# DOCUMENT TEXT

━━━━━━━━━━━━━━━━━━━━

By Kathleen Sciarappa, CEI Educational Consultant.

When a difficult question is posed, do you look left or right while thinking about your response? Do you look up or down as you consider your answer? When you avert your gaze does the listener realize you are thinking and give you more time for a response?

To explore the connection between thinking and your eye movement, pose questions to yourself or a partner and observe the motion of the eyes. Once you have established the direction of your own gaze when reviewing thoughts, consider whether or not you employ variations in eye direction while thinking.

Robert Dilts, a neuro-linguistic researcher, postulates what you are thinking about drives eye position (up, down, lateral) and direction (left, right). He points to seven positions the eyes assume depending on the nature of the information being constructed or recalled.  For example, ask a partner to mentally reconstruct a kinesthetic memory such as the last time he was extremely wet while fully clothed, or to recall how she feels when totally exhausted. Then, compare the eye movement with a question requiring visual memory such as who were the first five people he saw this morning or can she recall the pattern of her bedspread.

In theory, the eye movements will vary. In reality, realizing that eye movement, or gaze aversion, supports thinking, is a feature of metacognition. In fact, a learner can consciously use gaze aversion to promote critical thinking.

Gaze aversion, a tendency to look away from anyone who is nearby, is a technique used by adult learners when engaged in a complex task.  Gaze aversion is taught to very young children as a tool to foster metacognition in an instructional video featured on the Teaching Channel.


Thinking bubbles are posted near work stations and children are instructed to avert their gazes when taking the time to think about an answer. Scottish researcher Gwyneth Doherty-Sneddon has discovered that children who avert their gazes are in a transitional phase of learning and are making progress. In contrast, children who do not avert their gazes do not make progress in their learning and, in fact, may be regressing. Parents and teachers are encouraged to watch for gaze aversion as a cue that deeper understandings are being formulated. If children do not look away on their own, they can be coached to do so.

In the Teaching Channel video above, five-year-old children are asked to not look at the teacher, but rather to look to one side when solving math problems. Each child determines the preferred side of his or her thinking and is then encouraged to move both eyes to that side when additional time to think is needed. This technique serves as a cue to both the teacher and child that thinking is occurring, in addition to providing a proven way to boost concentration.

Some children use gaze aversion naturally and others need to be taught to avert their eyes when challenging thinking time is needed. Thought bubbles are used as props to help students remember to use gaze aversion. Although the video portrays young children using gaze aversion, the technique is applicable to learners of all ages. If you want to boost concentration, provide an opportunity for deeper reflection, and construct better answers, avert your eyes and start thinking!

━━━━━━━━━━━━━━━━━━━━

# LISTED ENTRIES
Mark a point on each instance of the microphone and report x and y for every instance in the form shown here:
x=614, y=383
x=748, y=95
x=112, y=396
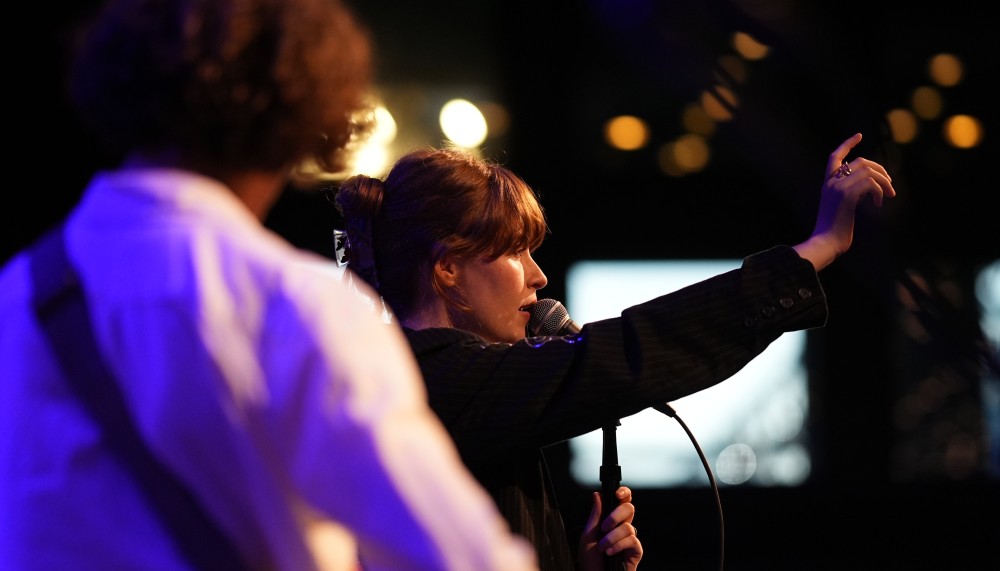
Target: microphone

━━━━━━━━━━━━━━━━━━━━

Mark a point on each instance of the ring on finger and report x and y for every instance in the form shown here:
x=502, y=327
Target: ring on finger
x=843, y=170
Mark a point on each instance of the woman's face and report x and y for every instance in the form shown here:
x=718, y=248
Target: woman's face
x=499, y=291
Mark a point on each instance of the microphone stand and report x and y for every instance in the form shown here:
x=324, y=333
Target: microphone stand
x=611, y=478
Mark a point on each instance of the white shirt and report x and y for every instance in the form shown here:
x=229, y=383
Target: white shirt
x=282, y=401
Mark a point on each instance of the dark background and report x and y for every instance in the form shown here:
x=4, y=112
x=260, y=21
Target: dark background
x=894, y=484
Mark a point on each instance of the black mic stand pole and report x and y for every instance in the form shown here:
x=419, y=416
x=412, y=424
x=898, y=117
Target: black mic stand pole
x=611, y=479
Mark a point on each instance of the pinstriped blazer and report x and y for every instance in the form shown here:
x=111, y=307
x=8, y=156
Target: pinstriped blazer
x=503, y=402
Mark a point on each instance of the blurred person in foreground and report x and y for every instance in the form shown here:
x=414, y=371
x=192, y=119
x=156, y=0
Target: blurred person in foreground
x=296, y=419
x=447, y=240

━━━━━━━━━━━━━━━━━━━━

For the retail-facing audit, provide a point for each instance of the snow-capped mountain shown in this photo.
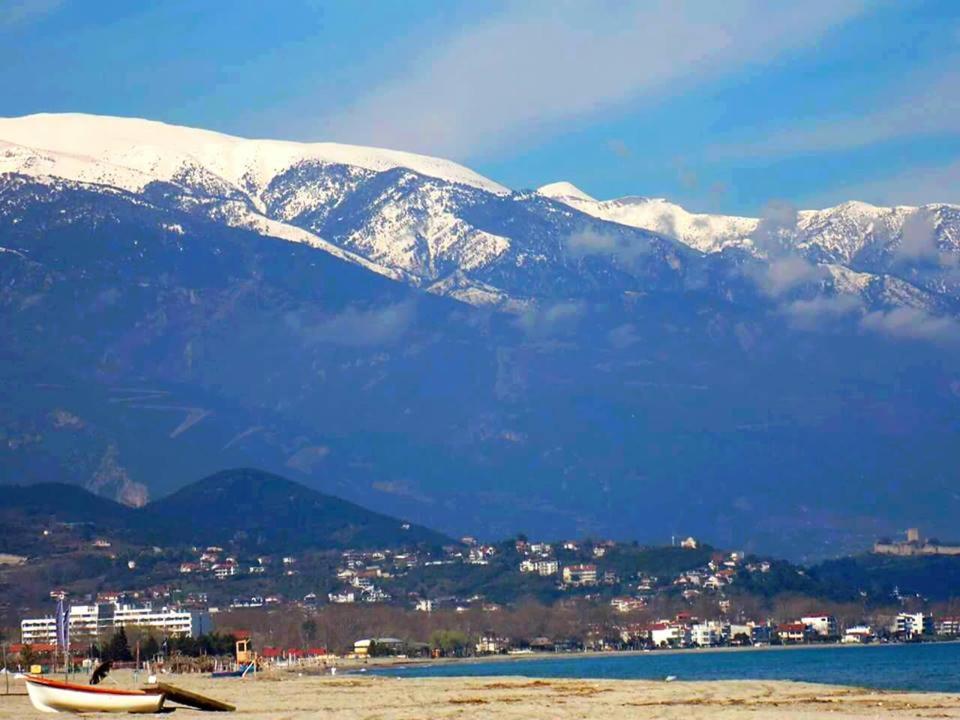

━━━━━━━━━━━━━━━━━━━━

# LIST OF TASKS
A - Reproduce verbatim the part of the gaze aversion article that opens with the words containing "To explore the connection" and closes with "direction while thinking.".
B - In the entries, update the part that opens with the line containing "Mark a point on each instance of the dark" and closes with the line containing "x=894, y=484" by replacing "dark background" with "black backdrop" and changing nothing else. Return only those lines.

# TASK SOLUTIONS
A -
To explore the connection between thinking and your eye movement, pose questions to yourself or a partner and observe the motion of the eyes. Once you have established the direction of your own gaze when reviewing thoughts, consider whether or not you employ variations in eye direction while thinking.

B -
Mark a point on each instance of the black backdrop and report x and y for every instance in the form shown here:
x=4, y=112
x=260, y=21
Target: black backdrop
x=894, y=484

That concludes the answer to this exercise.